Records from a dataset

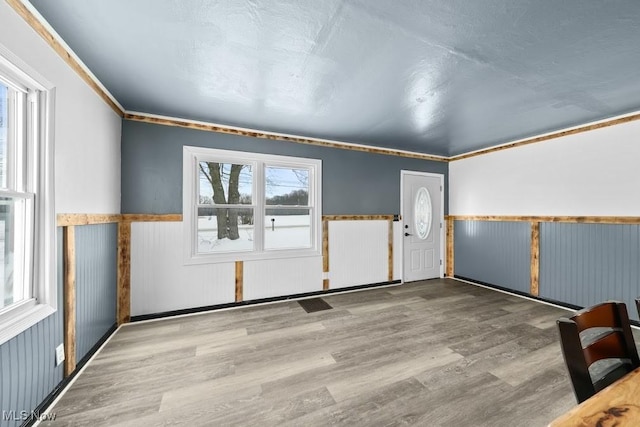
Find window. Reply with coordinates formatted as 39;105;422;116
183;147;321;263
0;46;56;344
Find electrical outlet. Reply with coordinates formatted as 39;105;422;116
56;344;64;366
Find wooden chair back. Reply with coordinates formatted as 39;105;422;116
557;301;640;403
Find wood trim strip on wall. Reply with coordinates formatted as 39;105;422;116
322;215;394;221
7;0;124;117
446;217;455;277
387;219;393;282
124;113;449;162
322;218;329;291
235;261;244;302
57;214;122;227
62;226;76;377
449;113;640;162
529;222;540;297
447;215;640;224
116;221;131;326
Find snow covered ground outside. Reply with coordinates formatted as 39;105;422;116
198;215;311;253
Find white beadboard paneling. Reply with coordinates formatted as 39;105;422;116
449;121;640;216
329;221;389;289
393;221;402;280
243;257;322;301
131;222;235;316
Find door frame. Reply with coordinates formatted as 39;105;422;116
400;169;447;283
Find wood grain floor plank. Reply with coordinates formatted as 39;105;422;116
42;279;575;427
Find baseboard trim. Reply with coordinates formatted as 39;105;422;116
453;275;584;310
21;323;118;427
131;280;401;323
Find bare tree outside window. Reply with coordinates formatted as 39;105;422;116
199;162;253;240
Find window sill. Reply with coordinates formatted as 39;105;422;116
0;301;56;345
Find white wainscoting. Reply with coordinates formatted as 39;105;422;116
131;222;235;316
329;220;389;289
243;256;322;301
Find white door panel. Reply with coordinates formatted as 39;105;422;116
402;171;444;282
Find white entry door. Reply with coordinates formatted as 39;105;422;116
402;171;444;282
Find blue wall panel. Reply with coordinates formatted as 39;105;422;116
540;223;640;320
453;221;531;293
122;120;449;215
0;229;64;427
75;224;118;361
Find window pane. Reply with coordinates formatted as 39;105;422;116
198;162;253;205
0;197;29;308
265;166;309;206
264;209;311;249
0;83;9;188
198;207;254;253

### What is being asked
Could you convert the material above into a two-column CSV with the headers "input" and "output", giving one row for every line that begins with "Find"? Put that line's text in one quoted field and all the coordinates that follow it in the other, with line breaks turned into spaces and the pictures left out.

### Task answer
input,output
"Find window. Reply with coordinates formatted as 39;105;422;116","183;147;321;263 0;46;56;344"
"Find electrical outlet. Reply with coordinates formatted as 39;105;422;116","56;344;64;366"
"Find wooden chair back. Reply with coordinates formatted as 39;105;422;116","557;301;640;403"
"Find wood trim strip on wall. Reply with coordinates formatted as 39;105;422;116","322;215;394;221 7;0;124;117 446;217;455;277 387;219;393;282 124;113;449;162 322;218;329;291 235;261;244;302 57;214;122;227 62;226;76;377 449;113;640;162 529;222;540;297 447;215;640;224 116;221;131;326"
"Find snow covered ground outside. Reply with coordinates formatted as 39;105;422;116","198;215;311;253"
"Find white beadboard paneling. Reply with coordinates formatted as 39;105;422;116","449;121;640;216 329;221;389;289 393;221;402;280 243;257;322;301 131;222;235;316"
"Find door frame. Reply with coordinates formatted as 39;105;422;116","400;169;447;283"
"Find wood grain floor plank. Reply with coordinates formatted as 39;105;422;116","42;279;575;427"
"Find baseboard trim. Reply with coordinates formatted as 39;105;422;116","453;275;584;310 21;323;118;427 131;280;401;323"
"Find bare tree outside window. Reply with coordinates formatted as 39;105;422;116","199;162;253;240"
"Find window sill. Reply with coordinates formatted as 39;105;422;116","0;301;56;345"
"Find white wainscoting. Reply with coordinates formatted as 39;105;422;116","131;222;235;316 329;220;389;289 243;256;322;301"
"Find white door panel. Reply with coordinates formatted as 39;105;422;116","402;171;444;282"
"Find white entry door. Reply with coordinates formatted as 39;105;422;116","402;171;444;282"
"Find blue wall panel. Reply with coordinates formatted as 39;105;422;116","540;223;640;320 453;221;531;293 122;120;449;215 0;229;64;427 75;224;118;361"
"Find window pane. Reply with coordinates formatted as 39;105;422;116","198;162;253;205 0;197;29;308 265;166;309;206 264;209;311;249 0;83;9;188 198;207;254;253"